**WORK REQUIRED**
Pick out and copy each line in the entries below that contains the word "daisy". Matching is case-sensitive.

**SUPPLIED DATA**
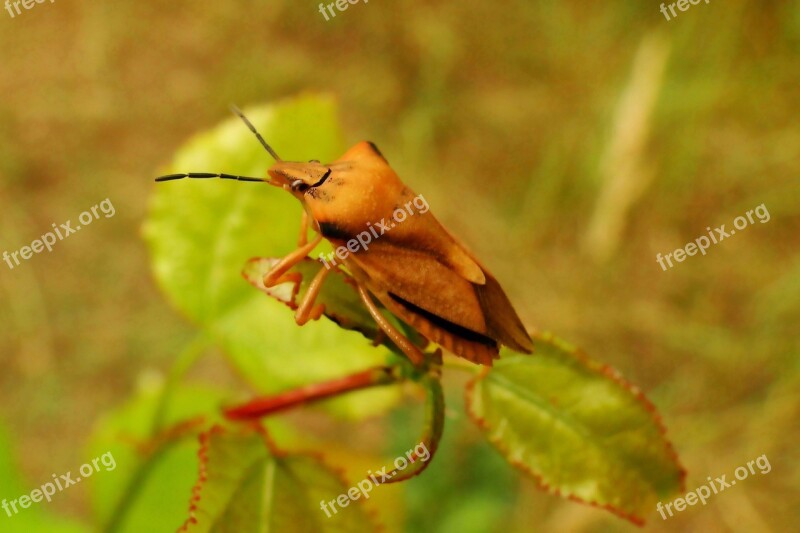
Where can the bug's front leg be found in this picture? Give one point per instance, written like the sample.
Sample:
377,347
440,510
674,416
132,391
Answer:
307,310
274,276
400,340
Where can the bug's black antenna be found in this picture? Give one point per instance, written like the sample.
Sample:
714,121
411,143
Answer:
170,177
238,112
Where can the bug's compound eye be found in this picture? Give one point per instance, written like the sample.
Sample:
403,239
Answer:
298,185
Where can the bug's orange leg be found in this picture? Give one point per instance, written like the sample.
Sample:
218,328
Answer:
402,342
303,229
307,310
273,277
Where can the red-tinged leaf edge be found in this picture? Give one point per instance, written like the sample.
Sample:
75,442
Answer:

* * *

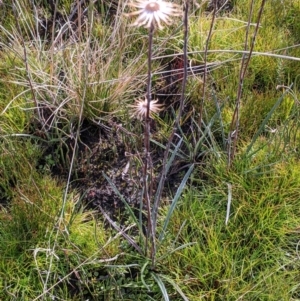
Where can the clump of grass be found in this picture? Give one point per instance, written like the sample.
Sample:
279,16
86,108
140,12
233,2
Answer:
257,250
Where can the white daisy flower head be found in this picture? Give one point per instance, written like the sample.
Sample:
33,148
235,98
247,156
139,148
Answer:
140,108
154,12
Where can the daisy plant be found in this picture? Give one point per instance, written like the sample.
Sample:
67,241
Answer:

...

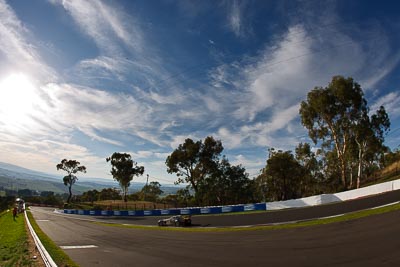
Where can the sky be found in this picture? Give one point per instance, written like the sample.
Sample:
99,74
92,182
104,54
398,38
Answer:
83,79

**RESULT FOR THIS TASK**
Where can the white daisy flower head be found in this picture? Give one point per instance, written like the sample.
Where can the daisy plant be found in this picture? Give one point per instance, written like the sample.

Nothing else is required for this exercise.